◆ **Stated goal**:
Can you arrange the data that opens with the line containing "[locate] the white" and closes with the line containing "x=483, y=303", both lines included, as a numbered list without blank lines, covering only those lines?

--- Start Records for the task ---

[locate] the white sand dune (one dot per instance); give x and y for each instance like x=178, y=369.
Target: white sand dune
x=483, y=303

--- End Records for the task ---
--- Start Records for the task ---

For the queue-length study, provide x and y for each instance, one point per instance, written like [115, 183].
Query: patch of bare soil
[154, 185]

--- End Records for the task ---

◆ **Solution for this task**:
1. [locate] the white sand dune (one dot per instance); give x and y for each instance like x=178, y=369.
2. Target: white sand dune
3. x=483, y=303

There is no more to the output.